THE RECORDS >>
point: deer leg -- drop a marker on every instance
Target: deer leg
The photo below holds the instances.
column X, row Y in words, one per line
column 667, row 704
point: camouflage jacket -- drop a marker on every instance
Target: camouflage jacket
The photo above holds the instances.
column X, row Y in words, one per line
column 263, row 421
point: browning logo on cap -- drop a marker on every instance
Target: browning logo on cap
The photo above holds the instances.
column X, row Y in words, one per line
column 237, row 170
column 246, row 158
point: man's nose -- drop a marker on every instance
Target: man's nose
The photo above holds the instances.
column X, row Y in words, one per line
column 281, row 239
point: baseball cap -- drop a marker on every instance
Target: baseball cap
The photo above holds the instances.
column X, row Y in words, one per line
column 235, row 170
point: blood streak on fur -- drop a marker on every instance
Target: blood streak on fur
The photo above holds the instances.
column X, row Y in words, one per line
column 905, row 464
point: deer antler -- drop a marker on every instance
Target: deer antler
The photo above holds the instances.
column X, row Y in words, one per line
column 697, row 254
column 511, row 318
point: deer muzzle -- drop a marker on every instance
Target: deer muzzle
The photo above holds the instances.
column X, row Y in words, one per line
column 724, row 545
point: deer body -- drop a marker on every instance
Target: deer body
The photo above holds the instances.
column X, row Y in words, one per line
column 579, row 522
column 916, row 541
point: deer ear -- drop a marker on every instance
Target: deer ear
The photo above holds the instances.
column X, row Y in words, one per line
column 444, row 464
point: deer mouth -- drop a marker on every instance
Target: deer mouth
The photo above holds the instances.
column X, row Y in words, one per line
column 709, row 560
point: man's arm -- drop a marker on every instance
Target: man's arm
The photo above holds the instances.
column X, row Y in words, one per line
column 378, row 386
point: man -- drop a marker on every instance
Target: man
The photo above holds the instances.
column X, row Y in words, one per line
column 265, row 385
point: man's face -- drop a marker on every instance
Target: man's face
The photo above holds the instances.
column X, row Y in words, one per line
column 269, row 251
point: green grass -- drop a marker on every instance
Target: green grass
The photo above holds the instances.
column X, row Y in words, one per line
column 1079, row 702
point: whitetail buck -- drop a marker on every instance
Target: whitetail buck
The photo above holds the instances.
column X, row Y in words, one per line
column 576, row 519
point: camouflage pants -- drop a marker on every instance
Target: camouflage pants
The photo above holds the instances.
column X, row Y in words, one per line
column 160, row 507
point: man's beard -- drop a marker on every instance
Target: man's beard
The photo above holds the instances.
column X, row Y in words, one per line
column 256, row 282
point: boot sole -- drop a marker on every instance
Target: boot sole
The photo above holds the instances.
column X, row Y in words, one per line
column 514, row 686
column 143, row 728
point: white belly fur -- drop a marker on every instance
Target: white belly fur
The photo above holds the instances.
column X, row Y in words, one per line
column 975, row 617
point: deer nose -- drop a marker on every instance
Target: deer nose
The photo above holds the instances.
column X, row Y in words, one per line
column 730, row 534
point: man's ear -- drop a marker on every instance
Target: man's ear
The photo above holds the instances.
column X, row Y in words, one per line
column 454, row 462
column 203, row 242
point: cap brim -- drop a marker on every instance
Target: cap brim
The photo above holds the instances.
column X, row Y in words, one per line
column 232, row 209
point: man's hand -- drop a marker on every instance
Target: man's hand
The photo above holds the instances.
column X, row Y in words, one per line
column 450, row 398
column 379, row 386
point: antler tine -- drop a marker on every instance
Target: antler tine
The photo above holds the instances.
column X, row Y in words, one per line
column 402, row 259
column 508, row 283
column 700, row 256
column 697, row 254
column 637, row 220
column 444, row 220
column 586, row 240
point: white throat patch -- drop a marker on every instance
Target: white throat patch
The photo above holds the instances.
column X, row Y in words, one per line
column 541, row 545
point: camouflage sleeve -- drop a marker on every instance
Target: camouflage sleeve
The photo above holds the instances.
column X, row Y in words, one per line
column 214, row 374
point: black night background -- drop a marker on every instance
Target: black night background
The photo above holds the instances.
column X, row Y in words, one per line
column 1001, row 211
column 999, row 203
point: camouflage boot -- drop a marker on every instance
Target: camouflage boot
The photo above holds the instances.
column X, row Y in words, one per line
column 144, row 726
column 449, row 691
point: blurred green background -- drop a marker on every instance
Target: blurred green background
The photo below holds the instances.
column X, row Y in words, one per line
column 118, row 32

TASK REQUIREMENTS >> The full listing needs to be transcribed exactly.

RESPONSE TO THE TASK >>
point: deer leg -- drop a marker on every instance
Target: deer leg
The photo below holds the instances.
column X, row Y in words, one per line
column 667, row 704
point: camouflage jacket -- drop a marker on every instance
Target: camouflage jacket
The photo above holds the instances.
column X, row Y in words, one per line
column 263, row 421
point: browning logo on cap -- drop a marker on every instance
Target: browning logo on cap
The photo above holds the instances.
column X, row Y in words, one per line
column 237, row 170
column 246, row 158
point: man's nose -- drop a marker on every instance
Target: man's nose
The photo above holds the instances.
column X, row Y in words, one per line
column 281, row 239
point: baseball cap -- drop a marker on every instance
Target: baseball cap
The photo above holds the instances.
column X, row Y in words, one per line
column 235, row 170
point: blood streak on fur -- drop a marker on every instance
Target: blood streak on fur
The photo above holds the instances.
column X, row Y in words, one per line
column 905, row 464
point: deer antler -- drop a marker on every instance
Target: deer antler
The photo above holds the instances.
column X, row Y in words, one per line
column 697, row 254
column 511, row 318
point: deer muzzle -- drop a marker on every instance
Target: deer muzzle
The photo above holds the instances.
column X, row Y in words, one per line
column 724, row 545
point: deer body -- drop a marker on every instance
Target: deer body
The photo above holds the instances.
column X, row Y in words, one per line
column 579, row 522
column 916, row 541
point: deer ear -- drop a marker on every instance
Target: deer ear
The photo above holds the instances.
column X, row Y in words, one per line
column 444, row 464
point: deer mouth -- drop a marker on every instance
Target: deer mouth
The photo above holds the instances.
column X, row Y in words, one per line
column 709, row 560
point: man's arm -- drop a marker on every instance
Target: man's arm
The photo above holds the instances.
column X, row Y in words, one per line
column 378, row 386
point: man -- drop a marker on every instance
Target: man
The photo above holds the instances.
column X, row Y in words, one per line
column 265, row 385
point: man's face -- drop a marker on every instance
Target: man's face
The photo above holds the instances.
column X, row Y in words, one per line
column 269, row 251
point: green grass -- drop a marker on every instance
Target: green grass
The photo above holds the instances.
column X, row Y in words, one per line
column 1079, row 702
point: whitetail buck -- drop a marker on every instance
Target: whitetail buck
The photo above holds the instances.
column X, row Y in words, one per line
column 576, row 519
point: camouflage pants -- drop a marker on every instance
Target: camouflage pants
The photo above holds the instances.
column X, row Y in words, one per line
column 160, row 507
point: man's beard -- drop a marker on every instance
Target: man's beard
The photo above holds the instances.
column X, row Y in words, one per line
column 256, row 282
point: boot sole -- drop a marker on every instance
Target: boot sole
The photo above holds the instances.
column X, row Y in words, one per line
column 514, row 686
column 143, row 728
point: white belly fur -- drop a marker on every instance
Target: white belly fur
The photo above holds the instances.
column X, row Y in words, one per line
column 975, row 617
point: deer nose -- drop a marker on every instance
Target: deer nose
The photo above holds the instances.
column X, row Y in words, one per line
column 730, row 534
point: man's ear -- drop a marker on every instance
Target: man's ear
The photo above holds the instances.
column X, row Y in words, one per line
column 454, row 462
column 203, row 242
point: cap brim -- drop a marker on every instance
Target: cap brim
The photo above holds the instances.
column X, row Y in words, one per line
column 232, row 209
point: man's hand -- drop a marker on every instance
Target: man's hand
The photo above holds the instances.
column X, row Y in words, one per line
column 450, row 398
column 379, row 386
point: antler tine -- drop a marker on every instance
Target: antler tine
The photo above holds the instances.
column X, row Y in words, one per line
column 402, row 259
column 508, row 283
column 700, row 256
column 697, row 254
column 637, row 220
column 444, row 220
column 586, row 240
point: white throat patch -- drop a marker on every instance
Target: white throat patch
The photo above holds the instances.
column X, row Y in words, one per line
column 541, row 545
point: camouflage sleeve -- drop a marker on every instance
Target: camouflage sleeve
The photo above holds the instances.
column X, row Y in words, one per line
column 214, row 374
point: black night background -- drop a marker on every instance
Target: black night background
The photo above holds the instances.
column X, row Y in words, one per line
column 1001, row 211
column 999, row 203
point: camouflage boot -- drop a marker on every instance
Target: camouflage boot
The photo above holds the instances.
column X, row Y in words, one per line
column 144, row 726
column 449, row 691
point: blurred green background -- drop a marker on every instance
Target: blurred green background
The photo below holds the instances.
column X, row Y in words, one per line
column 118, row 32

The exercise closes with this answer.